Text passage:
============

If you've seen fish feeding in aquariums, opening their mouths to suck in floating food or prey, you will have noticed the powerful vacuuming motion that occurs.
It turns out that largemouth bass, for instance, take their wide mouth movements and slurping power from the very same muscles that provide their swimming power, researchers at Brown University have found.
Instead of using head muscles to open the mouth and provide suction, the fish's elaborate arrangement of mouth bones behaves like the passive spokes of an umbrella, driven by the body's swimming muscles. This makes the bass not only a powerful swimmer but a powerful eater.
Researchers first conjectured in the 1950s that a fish's body might contribute to suction feeding, but the idea had never been tested.
Still, "I think everyone would be surprised by the extent to which the swimming muscles are really the source of power," said study co-author Elizabeth Brainerd, professor of ecology and evolutionary biology, in the release.
Researchers suspect that more than 30,000 species of ray-finned fishes are also gulping with the full force of their body muscles.

============

Data excerpts:

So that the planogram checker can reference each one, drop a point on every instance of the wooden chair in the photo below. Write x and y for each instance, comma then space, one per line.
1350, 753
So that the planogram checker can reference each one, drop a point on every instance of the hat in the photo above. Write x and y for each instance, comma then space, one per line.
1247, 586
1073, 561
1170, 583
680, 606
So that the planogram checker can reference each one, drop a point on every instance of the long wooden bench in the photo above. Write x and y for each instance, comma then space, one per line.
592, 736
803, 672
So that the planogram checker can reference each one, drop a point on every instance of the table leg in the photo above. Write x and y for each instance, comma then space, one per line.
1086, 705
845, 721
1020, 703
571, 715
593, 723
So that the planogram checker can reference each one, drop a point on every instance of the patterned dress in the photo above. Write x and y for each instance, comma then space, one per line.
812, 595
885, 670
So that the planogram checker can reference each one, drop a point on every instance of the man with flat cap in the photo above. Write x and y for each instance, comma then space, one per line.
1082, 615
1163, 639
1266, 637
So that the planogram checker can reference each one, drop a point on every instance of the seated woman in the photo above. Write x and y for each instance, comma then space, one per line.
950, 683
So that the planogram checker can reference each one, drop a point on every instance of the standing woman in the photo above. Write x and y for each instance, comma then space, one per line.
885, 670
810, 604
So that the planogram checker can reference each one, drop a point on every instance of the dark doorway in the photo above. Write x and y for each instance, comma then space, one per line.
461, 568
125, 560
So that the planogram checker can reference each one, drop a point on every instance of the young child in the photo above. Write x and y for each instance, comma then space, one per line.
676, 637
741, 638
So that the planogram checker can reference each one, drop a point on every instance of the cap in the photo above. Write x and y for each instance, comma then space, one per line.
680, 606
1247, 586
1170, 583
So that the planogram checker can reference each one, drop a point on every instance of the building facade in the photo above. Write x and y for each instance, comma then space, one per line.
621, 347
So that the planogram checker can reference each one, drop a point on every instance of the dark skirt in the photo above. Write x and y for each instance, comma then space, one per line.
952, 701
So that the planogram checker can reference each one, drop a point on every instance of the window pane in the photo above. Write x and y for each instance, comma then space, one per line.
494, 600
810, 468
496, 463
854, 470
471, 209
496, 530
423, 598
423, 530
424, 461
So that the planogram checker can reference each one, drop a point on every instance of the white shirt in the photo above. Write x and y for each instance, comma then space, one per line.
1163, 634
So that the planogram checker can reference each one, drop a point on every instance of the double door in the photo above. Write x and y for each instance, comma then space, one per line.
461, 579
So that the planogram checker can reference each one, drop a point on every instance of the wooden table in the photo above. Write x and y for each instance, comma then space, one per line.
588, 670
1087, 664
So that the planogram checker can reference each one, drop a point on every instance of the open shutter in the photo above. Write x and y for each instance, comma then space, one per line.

============

Prompt A:
Answer these questions from the passage on bass feeding:
(i) Researchers at which university made the finding about largemouth bass?
(ii) In what decade did researchers first conjecture that a fish's body might contribute to suction feeding?
(iii) How many species of ray-finned fishes do researchers suspect also gulp with the full force of their body muscles?
Prompt B:
Please transcribe the passage on bass feeding word for word, from "Instead of using" up to and including "their body muscles.".
Prompt C:
Pick up the passage on bass feeding after its final sentence and continue it.
You can leave the items aside.

Answer box A:
(i) Brown University
(ii) The 1950s
(iii) More than 30,000

Answer box B:
Instead of using head muscles to open the mouth and provide suction, the fish's elaborate arrangement of mouth bones behaves like the passive spokes of an umbrella, driven by the body's swimming muscles. This makes the bass not only a powerful swimmer but a powerful eater.
Researchers first conjectured in the 1950s that a fish's body might contribute to suction feeding, but the idea had never been tested.
Still, "I think everyone would be surprised by the extent to which the swimming muscles are really the source of power," said study co-author Elizabeth Brainerd, professor of ecology and evolutionary biology, in the release.
Researchers suspect that more than 30,000 species of ray-finned fishes are also gulping with the full force of their body muscles.

Answer box C:
In order to make their findings, the three Brown researchers recorded highly precise 3-D X-ray videos of three bass eating goldfish. Using a special instrument, they were able to track and visualize how all the bones in a fish head moved. With that knowledge, they could calculate the mouth's change in volume many times a second, as a fish captured its prey. Those measurements, combined with more conventional data on the water pressure in the mouth, allowed researchers to calculate the power involved over the course of feeding, as reported here.
Ultimately, researchers' analysis showed that up to 95 percent of the power required for the suction came from the swimming muscles. The mouth muscles were too weak to produce anything but small amounts of suction.
The fish researchers marveled at the neuromuscular control that the bass must achieve in order to switch from swimming in pursuit of prey to using the same muscles for producing suction. It can be seen in the video on this page.
"It's like they are doing a stomach crunch to open their mouth," Roberts said, in Eurekalerts.